== Work to complete ==
For every record that follows, transcribe the text exactly and leave any image out.
--------------------------------------------------
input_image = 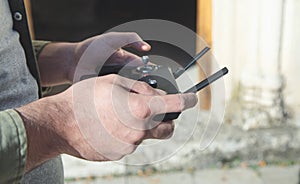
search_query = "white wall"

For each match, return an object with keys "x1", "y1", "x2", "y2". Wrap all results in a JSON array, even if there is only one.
[
  {"x1": 212, "y1": 0, "x2": 300, "y2": 109},
  {"x1": 281, "y1": 0, "x2": 300, "y2": 109}
]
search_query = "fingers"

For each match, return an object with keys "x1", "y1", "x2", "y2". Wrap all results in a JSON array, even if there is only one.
[
  {"x1": 107, "y1": 49, "x2": 143, "y2": 66},
  {"x1": 100, "y1": 75, "x2": 197, "y2": 146},
  {"x1": 103, "y1": 32, "x2": 150, "y2": 51},
  {"x1": 110, "y1": 75, "x2": 197, "y2": 113},
  {"x1": 124, "y1": 41, "x2": 151, "y2": 52},
  {"x1": 111, "y1": 75, "x2": 162, "y2": 96},
  {"x1": 146, "y1": 93, "x2": 198, "y2": 115},
  {"x1": 109, "y1": 75, "x2": 198, "y2": 114},
  {"x1": 144, "y1": 121, "x2": 175, "y2": 139},
  {"x1": 107, "y1": 49, "x2": 157, "y2": 68},
  {"x1": 155, "y1": 89, "x2": 167, "y2": 95}
]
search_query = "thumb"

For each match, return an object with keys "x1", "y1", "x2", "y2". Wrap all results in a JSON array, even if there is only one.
[{"x1": 102, "y1": 32, "x2": 149, "y2": 51}]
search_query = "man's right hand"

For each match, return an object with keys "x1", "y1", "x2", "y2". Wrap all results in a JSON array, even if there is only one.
[{"x1": 16, "y1": 74, "x2": 198, "y2": 172}]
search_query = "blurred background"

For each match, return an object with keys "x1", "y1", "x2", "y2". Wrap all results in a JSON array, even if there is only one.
[{"x1": 25, "y1": 0, "x2": 300, "y2": 183}]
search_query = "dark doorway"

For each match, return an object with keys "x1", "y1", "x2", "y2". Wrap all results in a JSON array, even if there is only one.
[
  {"x1": 31, "y1": 0, "x2": 197, "y2": 67},
  {"x1": 31, "y1": 0, "x2": 196, "y2": 41},
  {"x1": 31, "y1": 0, "x2": 199, "y2": 95}
]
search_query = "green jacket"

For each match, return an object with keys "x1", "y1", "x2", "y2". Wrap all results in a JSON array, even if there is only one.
[
  {"x1": 0, "y1": 0, "x2": 50, "y2": 182},
  {"x1": 0, "y1": 110, "x2": 27, "y2": 183},
  {"x1": 0, "y1": 40, "x2": 49, "y2": 184}
]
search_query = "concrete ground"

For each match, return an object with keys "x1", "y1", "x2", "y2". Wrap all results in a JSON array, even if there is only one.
[{"x1": 64, "y1": 165, "x2": 299, "y2": 184}]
--------------------------------------------------
== Result of the task ==
input_image = 
search_query = "white wall"

For each match, return an object with keys "x1", "y1", "x2", "y2". Wrap all results in a JSON array, even if there is only one.
[
  {"x1": 212, "y1": 0, "x2": 300, "y2": 109},
  {"x1": 281, "y1": 0, "x2": 300, "y2": 109}
]
search_query = "fingers"

For each match, return an object with keys "x1", "y1", "x2", "y2". Wrap all results in a JSON array, even if there is only one.
[
  {"x1": 107, "y1": 49, "x2": 143, "y2": 66},
  {"x1": 100, "y1": 75, "x2": 197, "y2": 146},
  {"x1": 103, "y1": 32, "x2": 150, "y2": 51},
  {"x1": 110, "y1": 75, "x2": 197, "y2": 113},
  {"x1": 124, "y1": 41, "x2": 151, "y2": 52},
  {"x1": 111, "y1": 75, "x2": 162, "y2": 96},
  {"x1": 146, "y1": 93, "x2": 198, "y2": 115},
  {"x1": 109, "y1": 75, "x2": 198, "y2": 114},
  {"x1": 144, "y1": 121, "x2": 175, "y2": 139},
  {"x1": 107, "y1": 49, "x2": 157, "y2": 68},
  {"x1": 155, "y1": 89, "x2": 167, "y2": 95}
]
search_query = "thumb"

For each match, return an object with keys "x1", "y1", "x2", "y2". Wrap all results in a JSON array, even if there is only one.
[{"x1": 102, "y1": 32, "x2": 149, "y2": 51}]
search_query = "man's right hand"

For each match, return an object with keys "x1", "y1", "x2", "y2". Wrap all results in a JSON array, even if there is only one.
[{"x1": 16, "y1": 74, "x2": 198, "y2": 172}]
search_query = "blurred background"

For each match, return an object with keys "x1", "y1", "x2", "y2". Wrap all results in a JSON array, even if there is only one.
[{"x1": 25, "y1": 0, "x2": 300, "y2": 183}]
search_query = "dark doorway"

For each match, return an object with keys "x1", "y1", "x2", "y2". Wrap all results in a JSON array, even if there is only one.
[
  {"x1": 31, "y1": 0, "x2": 197, "y2": 67},
  {"x1": 31, "y1": 0, "x2": 196, "y2": 41},
  {"x1": 31, "y1": 0, "x2": 199, "y2": 95}
]
search_query = "green jacket"

For each match, return an object with keys "x1", "y1", "x2", "y2". Wrap all results in a JSON array, even if there is only one.
[
  {"x1": 0, "y1": 0, "x2": 50, "y2": 182},
  {"x1": 0, "y1": 110, "x2": 27, "y2": 183},
  {"x1": 0, "y1": 40, "x2": 49, "y2": 184}
]
search_query = "concrete ground"

For each match, return an object with keys "x1", "y1", "x2", "y2". Wrap all results in a JSON array, even if there is only one.
[{"x1": 64, "y1": 165, "x2": 299, "y2": 184}]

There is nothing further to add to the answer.